Task description
Write out, unaltered, each line from the top of the records below down to the line where "[185,60], drawn from the photo above." appears, that line included.

+++ Supplied records +++

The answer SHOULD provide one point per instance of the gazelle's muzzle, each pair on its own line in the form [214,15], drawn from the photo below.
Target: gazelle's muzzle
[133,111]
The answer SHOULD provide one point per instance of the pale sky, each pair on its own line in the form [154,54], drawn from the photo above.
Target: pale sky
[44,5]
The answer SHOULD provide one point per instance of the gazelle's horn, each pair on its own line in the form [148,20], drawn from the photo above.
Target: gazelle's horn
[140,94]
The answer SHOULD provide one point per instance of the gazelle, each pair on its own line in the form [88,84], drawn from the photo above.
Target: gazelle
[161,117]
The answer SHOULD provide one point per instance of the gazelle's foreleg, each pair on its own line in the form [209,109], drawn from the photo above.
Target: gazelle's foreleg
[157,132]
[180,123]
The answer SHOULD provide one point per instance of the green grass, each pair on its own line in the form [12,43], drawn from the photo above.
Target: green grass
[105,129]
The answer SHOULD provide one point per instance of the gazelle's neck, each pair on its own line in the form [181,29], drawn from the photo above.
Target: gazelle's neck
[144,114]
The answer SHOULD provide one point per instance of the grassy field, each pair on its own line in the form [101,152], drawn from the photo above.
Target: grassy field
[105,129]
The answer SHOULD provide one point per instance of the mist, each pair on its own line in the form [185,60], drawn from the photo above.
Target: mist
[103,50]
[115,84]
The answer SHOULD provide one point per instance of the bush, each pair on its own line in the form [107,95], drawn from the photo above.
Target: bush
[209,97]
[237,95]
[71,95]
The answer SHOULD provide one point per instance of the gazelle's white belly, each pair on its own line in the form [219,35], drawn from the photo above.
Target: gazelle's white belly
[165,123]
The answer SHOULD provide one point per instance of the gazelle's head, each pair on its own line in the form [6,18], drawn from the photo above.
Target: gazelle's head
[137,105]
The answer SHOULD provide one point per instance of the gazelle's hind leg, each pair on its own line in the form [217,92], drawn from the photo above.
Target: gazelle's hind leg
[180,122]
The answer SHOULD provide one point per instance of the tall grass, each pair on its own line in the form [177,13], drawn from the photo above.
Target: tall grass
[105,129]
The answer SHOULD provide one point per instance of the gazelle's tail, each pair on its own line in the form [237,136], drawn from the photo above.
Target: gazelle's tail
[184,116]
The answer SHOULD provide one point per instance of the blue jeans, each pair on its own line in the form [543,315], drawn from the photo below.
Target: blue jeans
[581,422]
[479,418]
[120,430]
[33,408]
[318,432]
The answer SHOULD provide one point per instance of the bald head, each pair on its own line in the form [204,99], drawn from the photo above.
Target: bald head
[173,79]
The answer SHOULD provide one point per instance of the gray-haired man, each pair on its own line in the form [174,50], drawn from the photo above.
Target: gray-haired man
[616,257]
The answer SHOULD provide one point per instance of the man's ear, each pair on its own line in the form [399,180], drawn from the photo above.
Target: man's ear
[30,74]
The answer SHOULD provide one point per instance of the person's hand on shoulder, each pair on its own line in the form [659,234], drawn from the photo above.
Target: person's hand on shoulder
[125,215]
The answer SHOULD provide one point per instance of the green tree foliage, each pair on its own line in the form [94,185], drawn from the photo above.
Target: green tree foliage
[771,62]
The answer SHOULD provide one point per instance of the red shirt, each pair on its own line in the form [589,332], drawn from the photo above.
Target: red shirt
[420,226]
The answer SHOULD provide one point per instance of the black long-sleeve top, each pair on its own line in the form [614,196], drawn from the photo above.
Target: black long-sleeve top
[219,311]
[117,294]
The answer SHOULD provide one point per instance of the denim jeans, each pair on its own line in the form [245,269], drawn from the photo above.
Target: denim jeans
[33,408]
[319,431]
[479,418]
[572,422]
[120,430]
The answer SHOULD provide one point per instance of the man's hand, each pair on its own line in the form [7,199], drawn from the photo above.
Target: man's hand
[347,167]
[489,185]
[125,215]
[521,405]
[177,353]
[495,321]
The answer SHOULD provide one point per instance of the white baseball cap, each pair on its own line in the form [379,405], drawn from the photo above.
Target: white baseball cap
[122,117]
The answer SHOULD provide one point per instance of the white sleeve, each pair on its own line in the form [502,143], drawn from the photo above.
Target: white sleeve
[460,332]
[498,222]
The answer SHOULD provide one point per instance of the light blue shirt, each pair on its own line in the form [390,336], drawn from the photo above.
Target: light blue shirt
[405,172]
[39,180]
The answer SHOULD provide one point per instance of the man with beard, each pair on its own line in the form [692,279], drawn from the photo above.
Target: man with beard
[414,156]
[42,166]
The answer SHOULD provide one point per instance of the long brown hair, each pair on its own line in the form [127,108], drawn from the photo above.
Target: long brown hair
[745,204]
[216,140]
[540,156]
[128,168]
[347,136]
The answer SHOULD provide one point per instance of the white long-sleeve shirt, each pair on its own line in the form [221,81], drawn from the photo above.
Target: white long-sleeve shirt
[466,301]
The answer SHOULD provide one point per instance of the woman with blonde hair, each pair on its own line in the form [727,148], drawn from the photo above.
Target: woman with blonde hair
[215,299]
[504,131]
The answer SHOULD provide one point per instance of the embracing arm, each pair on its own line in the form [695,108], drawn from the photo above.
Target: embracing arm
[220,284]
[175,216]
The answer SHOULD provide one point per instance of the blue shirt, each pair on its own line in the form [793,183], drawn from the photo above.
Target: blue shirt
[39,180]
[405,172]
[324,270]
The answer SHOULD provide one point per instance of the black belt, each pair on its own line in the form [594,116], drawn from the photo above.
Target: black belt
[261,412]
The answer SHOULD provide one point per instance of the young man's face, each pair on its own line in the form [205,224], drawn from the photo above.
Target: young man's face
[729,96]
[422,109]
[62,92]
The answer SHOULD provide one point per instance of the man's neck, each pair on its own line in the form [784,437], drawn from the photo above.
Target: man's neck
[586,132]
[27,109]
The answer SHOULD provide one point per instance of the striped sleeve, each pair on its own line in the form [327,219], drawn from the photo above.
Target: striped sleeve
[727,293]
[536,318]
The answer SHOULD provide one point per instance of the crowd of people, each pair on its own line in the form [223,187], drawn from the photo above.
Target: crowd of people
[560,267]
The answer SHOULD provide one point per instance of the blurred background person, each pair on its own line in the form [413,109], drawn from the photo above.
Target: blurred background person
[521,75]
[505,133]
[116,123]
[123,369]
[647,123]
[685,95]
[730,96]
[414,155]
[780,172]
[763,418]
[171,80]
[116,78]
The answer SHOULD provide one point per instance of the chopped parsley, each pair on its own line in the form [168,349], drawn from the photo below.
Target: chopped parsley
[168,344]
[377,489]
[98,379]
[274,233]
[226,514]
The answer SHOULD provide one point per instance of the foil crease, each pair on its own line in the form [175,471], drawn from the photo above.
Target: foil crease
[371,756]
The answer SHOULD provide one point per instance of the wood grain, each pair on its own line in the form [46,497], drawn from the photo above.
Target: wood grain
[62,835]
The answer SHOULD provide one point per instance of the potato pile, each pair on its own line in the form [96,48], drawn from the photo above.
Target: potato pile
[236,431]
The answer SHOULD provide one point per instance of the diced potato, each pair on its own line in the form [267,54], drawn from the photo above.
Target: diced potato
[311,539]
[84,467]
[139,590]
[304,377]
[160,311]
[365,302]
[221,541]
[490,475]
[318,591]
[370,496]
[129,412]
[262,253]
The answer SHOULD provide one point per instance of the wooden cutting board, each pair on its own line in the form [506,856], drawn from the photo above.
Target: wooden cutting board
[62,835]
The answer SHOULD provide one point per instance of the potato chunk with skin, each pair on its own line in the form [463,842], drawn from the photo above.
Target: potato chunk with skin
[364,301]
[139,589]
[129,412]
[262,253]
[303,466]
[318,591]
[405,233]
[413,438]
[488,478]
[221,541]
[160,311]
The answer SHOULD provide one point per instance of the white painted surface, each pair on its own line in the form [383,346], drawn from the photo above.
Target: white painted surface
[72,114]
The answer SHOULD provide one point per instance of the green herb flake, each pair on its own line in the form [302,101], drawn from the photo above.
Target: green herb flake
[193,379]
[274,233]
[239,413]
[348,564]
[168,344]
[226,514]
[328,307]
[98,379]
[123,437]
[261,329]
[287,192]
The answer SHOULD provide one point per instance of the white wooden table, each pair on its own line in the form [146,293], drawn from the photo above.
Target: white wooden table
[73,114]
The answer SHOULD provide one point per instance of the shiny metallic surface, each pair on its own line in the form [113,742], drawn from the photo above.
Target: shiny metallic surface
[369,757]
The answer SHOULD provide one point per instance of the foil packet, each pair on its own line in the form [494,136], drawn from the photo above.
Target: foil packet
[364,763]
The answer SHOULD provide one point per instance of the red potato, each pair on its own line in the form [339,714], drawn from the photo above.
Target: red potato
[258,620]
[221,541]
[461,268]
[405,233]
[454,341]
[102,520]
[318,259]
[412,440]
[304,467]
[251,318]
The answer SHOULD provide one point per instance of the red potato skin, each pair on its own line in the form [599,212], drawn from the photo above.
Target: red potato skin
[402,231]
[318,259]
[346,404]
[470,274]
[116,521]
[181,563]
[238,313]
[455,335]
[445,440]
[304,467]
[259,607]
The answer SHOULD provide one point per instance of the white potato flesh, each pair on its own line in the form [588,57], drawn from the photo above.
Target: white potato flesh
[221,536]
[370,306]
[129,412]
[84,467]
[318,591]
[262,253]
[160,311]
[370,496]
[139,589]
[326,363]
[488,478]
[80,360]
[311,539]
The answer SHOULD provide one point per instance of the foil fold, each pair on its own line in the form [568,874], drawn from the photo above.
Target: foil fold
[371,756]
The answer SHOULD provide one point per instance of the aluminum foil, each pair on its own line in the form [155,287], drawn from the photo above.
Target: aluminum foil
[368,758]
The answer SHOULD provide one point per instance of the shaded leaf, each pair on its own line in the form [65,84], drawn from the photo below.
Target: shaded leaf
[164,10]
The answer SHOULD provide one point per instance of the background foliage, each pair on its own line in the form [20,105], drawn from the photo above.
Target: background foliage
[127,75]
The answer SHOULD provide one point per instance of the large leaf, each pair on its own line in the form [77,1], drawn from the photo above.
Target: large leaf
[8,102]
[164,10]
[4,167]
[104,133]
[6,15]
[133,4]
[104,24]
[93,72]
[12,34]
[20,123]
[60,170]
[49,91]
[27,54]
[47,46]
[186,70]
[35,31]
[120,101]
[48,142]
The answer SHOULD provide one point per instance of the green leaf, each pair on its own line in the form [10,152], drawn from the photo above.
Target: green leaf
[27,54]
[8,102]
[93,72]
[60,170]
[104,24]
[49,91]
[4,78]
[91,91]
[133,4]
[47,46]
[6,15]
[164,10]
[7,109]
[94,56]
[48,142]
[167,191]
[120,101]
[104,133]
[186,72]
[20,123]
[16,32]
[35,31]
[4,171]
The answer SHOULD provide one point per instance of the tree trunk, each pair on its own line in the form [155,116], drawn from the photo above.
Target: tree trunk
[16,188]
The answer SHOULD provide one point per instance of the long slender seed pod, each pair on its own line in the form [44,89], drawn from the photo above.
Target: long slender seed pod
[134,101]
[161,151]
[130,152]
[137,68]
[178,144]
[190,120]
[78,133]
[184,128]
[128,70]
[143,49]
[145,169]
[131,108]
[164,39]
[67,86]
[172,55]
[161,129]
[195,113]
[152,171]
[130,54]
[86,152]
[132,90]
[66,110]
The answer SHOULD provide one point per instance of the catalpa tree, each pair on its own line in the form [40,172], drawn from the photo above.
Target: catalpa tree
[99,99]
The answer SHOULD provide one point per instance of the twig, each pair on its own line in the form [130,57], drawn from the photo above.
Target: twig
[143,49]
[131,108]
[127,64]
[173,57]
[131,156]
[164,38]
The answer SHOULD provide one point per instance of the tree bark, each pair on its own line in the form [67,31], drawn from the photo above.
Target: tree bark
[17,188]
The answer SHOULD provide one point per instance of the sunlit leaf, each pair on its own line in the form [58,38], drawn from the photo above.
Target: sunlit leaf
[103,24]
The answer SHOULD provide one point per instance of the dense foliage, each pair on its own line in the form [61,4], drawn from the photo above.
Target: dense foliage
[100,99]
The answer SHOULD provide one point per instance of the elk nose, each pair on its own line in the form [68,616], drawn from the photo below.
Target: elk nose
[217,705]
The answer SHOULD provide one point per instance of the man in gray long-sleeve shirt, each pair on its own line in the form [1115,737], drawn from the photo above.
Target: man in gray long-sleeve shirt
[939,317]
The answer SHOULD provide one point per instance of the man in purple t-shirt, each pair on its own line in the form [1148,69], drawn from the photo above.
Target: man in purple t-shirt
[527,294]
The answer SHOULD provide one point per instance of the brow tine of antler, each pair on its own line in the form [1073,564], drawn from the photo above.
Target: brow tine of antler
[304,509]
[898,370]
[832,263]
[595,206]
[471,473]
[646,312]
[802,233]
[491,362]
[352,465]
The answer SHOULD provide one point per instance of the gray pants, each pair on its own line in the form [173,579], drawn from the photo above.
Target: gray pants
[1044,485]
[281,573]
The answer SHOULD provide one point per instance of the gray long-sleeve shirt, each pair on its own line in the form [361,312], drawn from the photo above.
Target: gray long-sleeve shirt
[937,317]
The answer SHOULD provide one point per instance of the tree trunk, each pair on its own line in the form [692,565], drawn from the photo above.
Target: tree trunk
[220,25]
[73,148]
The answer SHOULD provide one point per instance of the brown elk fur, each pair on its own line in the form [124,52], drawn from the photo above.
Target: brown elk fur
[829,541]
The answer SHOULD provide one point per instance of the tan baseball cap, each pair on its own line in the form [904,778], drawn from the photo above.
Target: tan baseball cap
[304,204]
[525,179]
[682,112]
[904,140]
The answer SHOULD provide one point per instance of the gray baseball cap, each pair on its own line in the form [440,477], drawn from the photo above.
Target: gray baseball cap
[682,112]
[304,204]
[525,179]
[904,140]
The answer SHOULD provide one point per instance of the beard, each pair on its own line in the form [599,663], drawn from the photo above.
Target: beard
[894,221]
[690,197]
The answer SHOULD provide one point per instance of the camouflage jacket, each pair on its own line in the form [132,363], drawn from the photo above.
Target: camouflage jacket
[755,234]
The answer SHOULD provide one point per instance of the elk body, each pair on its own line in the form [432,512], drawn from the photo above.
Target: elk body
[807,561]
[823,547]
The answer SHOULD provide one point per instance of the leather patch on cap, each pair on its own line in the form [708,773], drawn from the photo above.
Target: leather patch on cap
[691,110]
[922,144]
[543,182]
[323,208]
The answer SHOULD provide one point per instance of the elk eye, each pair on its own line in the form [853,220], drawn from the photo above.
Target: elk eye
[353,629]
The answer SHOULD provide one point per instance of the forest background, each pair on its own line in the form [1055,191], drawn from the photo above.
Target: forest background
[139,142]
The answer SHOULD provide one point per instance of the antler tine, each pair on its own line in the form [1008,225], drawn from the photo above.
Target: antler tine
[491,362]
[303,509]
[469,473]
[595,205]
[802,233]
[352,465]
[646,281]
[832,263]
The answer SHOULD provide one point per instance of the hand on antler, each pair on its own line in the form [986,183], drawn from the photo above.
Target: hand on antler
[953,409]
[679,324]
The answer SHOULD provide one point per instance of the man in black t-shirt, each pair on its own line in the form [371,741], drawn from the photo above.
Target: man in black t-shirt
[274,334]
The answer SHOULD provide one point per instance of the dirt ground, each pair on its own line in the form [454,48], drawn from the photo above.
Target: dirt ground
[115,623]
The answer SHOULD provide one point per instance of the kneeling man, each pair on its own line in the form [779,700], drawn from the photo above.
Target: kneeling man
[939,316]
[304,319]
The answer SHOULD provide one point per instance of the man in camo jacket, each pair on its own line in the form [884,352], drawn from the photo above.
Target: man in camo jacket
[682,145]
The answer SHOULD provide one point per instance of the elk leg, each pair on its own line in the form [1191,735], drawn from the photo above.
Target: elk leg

+++

Exercise answer
The answer SHOULD provide one point per instance of the gazelle's muzzle, each pair on its own line in the form [214,15], drawn from the photo below.
Target: gazelle's muzzle
[133,111]
The answer SHOULD provide one point per instance of the pale sky, each pair on its own line in the form [154,54], drawn from the photo above.
Target: pale sky
[44,5]
The answer SHOULD provide one point per instance of the gazelle's horn, each pair on its own line in the form [148,20], drawn from the photo above.
Target: gazelle's horn
[140,94]
The answer SHOULD provide one point per instance of the gazelle, each pair on its own line in the form [88,84], drawn from the photo above.
Target: gazelle
[161,117]
The answer SHOULD provide one point per instance of the gazelle's foreleg, each pair on its own line in the form [209,109], drawn from the photo above.
Target: gazelle's foreleg
[157,132]
[180,123]
The answer SHOULD provide one point per instance of the green grass, each pair on its own line in the form [12,43], drawn from the photo above.
Target: green grass
[105,129]
The answer SHOULD provide one point per instance of the gazelle's neck, each pair on its own line in the form [181,29], drawn from the photo above.
Target: gazelle's neck
[144,114]
The answer SHOULD provide one point per instance of the grassy field, each pair on its own line in the form [101,152], drawn from the photo above.
Target: grassy field
[105,129]
The answer SHOULD provide one point per instance of the mist, each pair on its own line in the form [185,60], drawn from the photo above.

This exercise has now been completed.